Data records
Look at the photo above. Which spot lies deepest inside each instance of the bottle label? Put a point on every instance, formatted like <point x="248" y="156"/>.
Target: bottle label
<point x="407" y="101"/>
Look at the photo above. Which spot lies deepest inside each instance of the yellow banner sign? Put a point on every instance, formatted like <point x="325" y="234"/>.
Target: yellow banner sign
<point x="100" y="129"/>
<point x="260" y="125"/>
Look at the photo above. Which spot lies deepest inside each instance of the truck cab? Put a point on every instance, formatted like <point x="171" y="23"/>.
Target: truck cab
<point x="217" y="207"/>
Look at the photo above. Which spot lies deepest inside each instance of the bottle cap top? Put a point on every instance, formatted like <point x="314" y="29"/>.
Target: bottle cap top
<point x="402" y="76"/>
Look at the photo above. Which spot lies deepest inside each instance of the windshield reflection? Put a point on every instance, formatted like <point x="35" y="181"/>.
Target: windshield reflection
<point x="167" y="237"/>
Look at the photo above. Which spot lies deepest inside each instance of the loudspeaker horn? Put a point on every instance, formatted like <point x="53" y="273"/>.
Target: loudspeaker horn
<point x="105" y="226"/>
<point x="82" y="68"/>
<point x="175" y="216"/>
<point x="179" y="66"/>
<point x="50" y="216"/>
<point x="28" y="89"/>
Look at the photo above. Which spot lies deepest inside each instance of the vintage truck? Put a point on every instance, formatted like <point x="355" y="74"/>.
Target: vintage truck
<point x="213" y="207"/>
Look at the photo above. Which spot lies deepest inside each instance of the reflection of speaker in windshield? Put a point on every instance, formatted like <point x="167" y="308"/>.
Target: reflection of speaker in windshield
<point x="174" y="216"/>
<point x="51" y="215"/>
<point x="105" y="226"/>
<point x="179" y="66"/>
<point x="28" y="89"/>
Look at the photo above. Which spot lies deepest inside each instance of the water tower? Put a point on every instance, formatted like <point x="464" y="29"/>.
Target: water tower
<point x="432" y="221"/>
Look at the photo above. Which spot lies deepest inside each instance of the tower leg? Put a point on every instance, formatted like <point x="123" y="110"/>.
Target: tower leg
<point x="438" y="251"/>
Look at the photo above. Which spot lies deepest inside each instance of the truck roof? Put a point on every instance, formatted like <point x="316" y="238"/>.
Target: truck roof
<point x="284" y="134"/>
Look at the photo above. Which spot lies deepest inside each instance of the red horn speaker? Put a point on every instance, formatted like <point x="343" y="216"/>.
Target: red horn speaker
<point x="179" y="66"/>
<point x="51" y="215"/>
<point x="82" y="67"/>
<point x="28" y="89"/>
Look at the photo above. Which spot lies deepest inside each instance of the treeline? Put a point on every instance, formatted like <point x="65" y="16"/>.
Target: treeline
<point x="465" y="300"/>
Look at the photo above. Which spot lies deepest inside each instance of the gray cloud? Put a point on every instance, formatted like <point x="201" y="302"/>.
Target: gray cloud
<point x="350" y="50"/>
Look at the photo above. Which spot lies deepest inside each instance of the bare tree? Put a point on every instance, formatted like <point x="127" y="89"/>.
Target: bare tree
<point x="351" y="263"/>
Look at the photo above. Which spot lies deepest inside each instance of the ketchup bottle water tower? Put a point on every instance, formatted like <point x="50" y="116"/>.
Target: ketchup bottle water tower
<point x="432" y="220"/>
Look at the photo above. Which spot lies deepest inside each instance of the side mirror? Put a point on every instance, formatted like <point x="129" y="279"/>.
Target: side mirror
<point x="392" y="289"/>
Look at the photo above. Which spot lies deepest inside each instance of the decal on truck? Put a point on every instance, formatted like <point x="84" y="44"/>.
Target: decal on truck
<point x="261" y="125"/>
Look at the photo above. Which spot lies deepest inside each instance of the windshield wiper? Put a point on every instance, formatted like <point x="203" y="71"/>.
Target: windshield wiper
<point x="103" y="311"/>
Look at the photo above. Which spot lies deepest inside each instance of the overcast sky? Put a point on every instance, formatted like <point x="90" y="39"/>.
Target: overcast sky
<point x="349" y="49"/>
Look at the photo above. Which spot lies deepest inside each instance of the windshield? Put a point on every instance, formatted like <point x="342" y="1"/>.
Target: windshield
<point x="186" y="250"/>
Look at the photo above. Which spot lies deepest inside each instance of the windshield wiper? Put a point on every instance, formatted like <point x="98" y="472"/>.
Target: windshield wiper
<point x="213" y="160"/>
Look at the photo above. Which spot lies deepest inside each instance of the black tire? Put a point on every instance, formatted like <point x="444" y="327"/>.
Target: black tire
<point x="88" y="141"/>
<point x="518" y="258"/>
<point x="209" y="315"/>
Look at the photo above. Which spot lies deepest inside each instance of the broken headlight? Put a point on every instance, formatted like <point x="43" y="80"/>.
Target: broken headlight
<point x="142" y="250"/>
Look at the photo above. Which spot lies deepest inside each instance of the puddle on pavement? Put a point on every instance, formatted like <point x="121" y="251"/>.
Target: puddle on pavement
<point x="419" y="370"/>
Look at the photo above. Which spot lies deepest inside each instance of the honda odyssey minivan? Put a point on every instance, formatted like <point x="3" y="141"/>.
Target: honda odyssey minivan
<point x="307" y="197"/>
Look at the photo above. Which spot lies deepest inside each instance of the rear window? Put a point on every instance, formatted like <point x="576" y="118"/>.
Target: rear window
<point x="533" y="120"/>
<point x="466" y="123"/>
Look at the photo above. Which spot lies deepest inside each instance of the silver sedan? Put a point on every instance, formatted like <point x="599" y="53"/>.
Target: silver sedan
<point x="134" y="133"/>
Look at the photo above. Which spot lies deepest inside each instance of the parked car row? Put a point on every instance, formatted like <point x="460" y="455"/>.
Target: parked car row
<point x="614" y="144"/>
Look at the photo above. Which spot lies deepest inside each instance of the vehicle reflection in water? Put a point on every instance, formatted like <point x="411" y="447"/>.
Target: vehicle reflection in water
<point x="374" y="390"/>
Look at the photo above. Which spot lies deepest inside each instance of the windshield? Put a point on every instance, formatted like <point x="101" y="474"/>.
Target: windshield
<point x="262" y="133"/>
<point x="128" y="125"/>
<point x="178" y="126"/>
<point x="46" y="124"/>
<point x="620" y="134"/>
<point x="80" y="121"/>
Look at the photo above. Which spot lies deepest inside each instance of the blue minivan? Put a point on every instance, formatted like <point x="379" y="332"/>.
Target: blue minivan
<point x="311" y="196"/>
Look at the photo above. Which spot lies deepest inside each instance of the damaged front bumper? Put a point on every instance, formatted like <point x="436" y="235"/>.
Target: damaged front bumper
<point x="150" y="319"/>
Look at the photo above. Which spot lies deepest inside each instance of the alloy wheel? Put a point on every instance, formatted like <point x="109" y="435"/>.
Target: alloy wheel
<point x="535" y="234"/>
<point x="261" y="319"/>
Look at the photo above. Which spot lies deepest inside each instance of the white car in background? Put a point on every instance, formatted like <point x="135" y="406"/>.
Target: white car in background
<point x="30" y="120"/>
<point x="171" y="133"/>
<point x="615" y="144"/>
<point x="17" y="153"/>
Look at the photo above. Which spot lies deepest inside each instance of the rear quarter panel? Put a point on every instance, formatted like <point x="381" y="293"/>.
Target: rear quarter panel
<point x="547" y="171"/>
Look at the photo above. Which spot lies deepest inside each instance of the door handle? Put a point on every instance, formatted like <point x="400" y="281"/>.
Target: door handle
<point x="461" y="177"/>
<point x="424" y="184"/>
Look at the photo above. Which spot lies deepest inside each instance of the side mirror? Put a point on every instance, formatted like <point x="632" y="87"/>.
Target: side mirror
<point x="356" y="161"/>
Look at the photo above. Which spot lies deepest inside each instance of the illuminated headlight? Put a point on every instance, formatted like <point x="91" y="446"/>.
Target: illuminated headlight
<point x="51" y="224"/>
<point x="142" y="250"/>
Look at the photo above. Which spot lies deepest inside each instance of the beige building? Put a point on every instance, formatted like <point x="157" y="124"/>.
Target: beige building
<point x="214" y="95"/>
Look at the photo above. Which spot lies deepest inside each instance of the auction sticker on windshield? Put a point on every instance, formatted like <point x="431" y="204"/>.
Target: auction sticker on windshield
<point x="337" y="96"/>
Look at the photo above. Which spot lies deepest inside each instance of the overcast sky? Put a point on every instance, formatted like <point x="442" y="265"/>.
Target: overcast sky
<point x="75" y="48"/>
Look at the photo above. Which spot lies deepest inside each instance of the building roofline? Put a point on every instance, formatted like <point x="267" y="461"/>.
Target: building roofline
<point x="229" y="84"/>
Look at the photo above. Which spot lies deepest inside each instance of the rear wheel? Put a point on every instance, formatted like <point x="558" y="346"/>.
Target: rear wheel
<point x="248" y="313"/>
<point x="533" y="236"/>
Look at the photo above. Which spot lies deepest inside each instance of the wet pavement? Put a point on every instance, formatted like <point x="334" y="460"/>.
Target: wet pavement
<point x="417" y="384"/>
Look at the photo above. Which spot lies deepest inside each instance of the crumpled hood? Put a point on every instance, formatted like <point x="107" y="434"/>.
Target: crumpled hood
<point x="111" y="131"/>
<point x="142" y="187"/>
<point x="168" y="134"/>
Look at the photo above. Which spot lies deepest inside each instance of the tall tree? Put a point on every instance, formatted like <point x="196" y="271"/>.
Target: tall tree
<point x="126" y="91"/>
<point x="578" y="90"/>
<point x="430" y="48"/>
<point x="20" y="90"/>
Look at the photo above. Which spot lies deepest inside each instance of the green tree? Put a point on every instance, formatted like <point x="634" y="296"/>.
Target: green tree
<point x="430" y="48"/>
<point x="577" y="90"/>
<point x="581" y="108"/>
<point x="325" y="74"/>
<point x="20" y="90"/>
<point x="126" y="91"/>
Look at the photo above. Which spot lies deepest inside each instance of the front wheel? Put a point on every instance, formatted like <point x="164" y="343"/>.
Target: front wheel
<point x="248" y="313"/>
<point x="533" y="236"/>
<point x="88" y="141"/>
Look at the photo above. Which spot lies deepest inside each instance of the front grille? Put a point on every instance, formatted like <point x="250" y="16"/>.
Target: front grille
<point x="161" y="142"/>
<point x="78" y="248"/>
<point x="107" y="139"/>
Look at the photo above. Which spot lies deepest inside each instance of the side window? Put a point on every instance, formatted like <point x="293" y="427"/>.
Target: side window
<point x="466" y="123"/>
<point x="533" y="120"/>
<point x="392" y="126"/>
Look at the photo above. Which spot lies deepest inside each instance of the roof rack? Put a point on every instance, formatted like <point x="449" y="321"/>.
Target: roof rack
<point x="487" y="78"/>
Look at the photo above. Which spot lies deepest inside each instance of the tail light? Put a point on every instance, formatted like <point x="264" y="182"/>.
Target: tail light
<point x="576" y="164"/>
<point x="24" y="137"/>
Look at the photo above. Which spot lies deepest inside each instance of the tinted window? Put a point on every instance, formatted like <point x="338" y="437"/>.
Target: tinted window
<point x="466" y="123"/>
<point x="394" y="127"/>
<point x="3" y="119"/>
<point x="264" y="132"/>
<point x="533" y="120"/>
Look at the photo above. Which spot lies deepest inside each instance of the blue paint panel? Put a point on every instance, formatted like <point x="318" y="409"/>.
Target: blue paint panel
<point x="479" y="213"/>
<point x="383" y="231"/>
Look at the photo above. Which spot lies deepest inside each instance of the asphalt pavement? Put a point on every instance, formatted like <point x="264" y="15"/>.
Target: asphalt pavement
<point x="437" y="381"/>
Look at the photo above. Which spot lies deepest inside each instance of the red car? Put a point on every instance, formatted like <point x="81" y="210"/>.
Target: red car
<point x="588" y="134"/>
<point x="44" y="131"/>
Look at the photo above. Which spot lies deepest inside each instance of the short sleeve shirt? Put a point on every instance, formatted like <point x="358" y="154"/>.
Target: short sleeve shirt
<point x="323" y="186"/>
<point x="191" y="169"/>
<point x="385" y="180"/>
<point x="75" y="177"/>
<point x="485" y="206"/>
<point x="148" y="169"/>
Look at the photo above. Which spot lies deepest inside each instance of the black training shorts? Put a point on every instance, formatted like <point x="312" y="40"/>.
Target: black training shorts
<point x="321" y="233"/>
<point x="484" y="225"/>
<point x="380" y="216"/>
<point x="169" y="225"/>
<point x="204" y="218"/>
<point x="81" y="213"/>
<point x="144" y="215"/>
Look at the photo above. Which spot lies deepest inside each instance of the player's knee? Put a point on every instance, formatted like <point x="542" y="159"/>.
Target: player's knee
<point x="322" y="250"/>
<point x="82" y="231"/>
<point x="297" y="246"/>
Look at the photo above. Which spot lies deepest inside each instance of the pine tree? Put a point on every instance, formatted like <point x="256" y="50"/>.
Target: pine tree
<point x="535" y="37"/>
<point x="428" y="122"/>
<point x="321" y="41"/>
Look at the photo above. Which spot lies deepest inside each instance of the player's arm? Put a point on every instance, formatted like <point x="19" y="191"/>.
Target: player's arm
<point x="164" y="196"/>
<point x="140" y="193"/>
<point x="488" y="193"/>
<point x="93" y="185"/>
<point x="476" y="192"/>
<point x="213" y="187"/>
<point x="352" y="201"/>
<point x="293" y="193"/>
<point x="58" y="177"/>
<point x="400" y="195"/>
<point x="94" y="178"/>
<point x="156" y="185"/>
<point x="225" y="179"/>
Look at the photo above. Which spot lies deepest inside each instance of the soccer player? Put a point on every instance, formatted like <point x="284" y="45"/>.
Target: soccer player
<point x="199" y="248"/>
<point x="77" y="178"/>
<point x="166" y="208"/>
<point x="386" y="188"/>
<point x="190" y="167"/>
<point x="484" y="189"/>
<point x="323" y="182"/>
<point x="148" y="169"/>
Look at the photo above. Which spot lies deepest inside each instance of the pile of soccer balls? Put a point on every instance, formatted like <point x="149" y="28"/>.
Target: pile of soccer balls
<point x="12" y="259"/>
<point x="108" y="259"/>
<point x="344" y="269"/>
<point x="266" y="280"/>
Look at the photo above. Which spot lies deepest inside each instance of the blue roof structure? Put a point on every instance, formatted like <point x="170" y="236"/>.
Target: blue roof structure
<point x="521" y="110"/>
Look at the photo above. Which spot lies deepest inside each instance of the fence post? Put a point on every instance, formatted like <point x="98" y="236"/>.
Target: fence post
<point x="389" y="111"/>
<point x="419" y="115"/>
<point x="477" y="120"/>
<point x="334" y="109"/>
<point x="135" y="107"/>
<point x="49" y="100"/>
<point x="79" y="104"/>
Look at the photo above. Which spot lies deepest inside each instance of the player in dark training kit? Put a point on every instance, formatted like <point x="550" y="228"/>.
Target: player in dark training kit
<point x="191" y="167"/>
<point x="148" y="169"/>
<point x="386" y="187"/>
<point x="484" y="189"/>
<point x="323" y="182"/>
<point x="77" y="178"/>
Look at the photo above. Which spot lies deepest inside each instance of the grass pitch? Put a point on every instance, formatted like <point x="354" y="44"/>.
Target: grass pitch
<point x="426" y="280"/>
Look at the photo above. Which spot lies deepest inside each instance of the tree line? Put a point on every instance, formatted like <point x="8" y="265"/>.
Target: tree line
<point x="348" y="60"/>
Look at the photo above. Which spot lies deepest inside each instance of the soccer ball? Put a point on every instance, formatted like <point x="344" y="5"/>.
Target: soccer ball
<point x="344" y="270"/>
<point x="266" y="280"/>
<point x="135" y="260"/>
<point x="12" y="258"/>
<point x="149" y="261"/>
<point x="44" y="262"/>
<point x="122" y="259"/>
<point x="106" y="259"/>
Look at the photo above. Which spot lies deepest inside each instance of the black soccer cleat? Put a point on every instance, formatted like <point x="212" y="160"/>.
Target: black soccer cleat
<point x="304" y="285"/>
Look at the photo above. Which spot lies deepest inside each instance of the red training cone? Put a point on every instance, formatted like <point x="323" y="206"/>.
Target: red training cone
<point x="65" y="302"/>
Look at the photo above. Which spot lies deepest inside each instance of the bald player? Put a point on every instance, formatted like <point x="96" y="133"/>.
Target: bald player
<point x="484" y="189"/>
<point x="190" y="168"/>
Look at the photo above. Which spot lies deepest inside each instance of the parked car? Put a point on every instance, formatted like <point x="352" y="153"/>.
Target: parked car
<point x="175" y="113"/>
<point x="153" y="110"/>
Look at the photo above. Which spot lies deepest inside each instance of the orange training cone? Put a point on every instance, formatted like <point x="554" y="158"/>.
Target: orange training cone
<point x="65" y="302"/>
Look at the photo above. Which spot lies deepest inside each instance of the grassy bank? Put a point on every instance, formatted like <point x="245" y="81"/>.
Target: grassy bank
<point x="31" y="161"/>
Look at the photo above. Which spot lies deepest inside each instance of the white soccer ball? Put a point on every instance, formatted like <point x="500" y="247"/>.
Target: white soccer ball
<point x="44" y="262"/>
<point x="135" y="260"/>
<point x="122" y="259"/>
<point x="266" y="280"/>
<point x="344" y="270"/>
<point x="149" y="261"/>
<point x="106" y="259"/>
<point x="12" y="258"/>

#### Short exercise
Restate word for word the lines from the one holding "of the bald" to the end of the listing, both ends included, and nothing more.

#### Completed exercise
Look at the photo above. Which spot lies deepest inside each instance of the bald player? Put a point on every instance, formatted like <point x="96" y="133"/>.
Target: bald player
<point x="484" y="189"/>
<point x="190" y="168"/>
Look at the photo above. Which spot lies deepest inside each instance of the parked car? Put a point on every instance, formatted like <point x="352" y="153"/>.
Target: parked car
<point x="175" y="113"/>
<point x="153" y="110"/>
Look at the photo above. Which spot lies deepest inside each instance of the orange training cone? Put a point on every instance, formatted like <point x="554" y="158"/>.
Target: orange training cone
<point x="65" y="302"/>
Look at the photo above. Which spot lies deepest inside each instance of the grassy bank? Put a point on every instance, formatted like <point x="245" y="81"/>.
Target: grassy bank
<point x="31" y="161"/>
Look at the photo above. Which spot lies deepest inside each instance of the white soccer ball? Put a point on every instance, formatted like <point x="500" y="247"/>.
Target: white soccer ball
<point x="44" y="262"/>
<point x="135" y="260"/>
<point x="122" y="259"/>
<point x="266" y="280"/>
<point x="344" y="270"/>
<point x="149" y="261"/>
<point x="106" y="259"/>
<point x="12" y="258"/>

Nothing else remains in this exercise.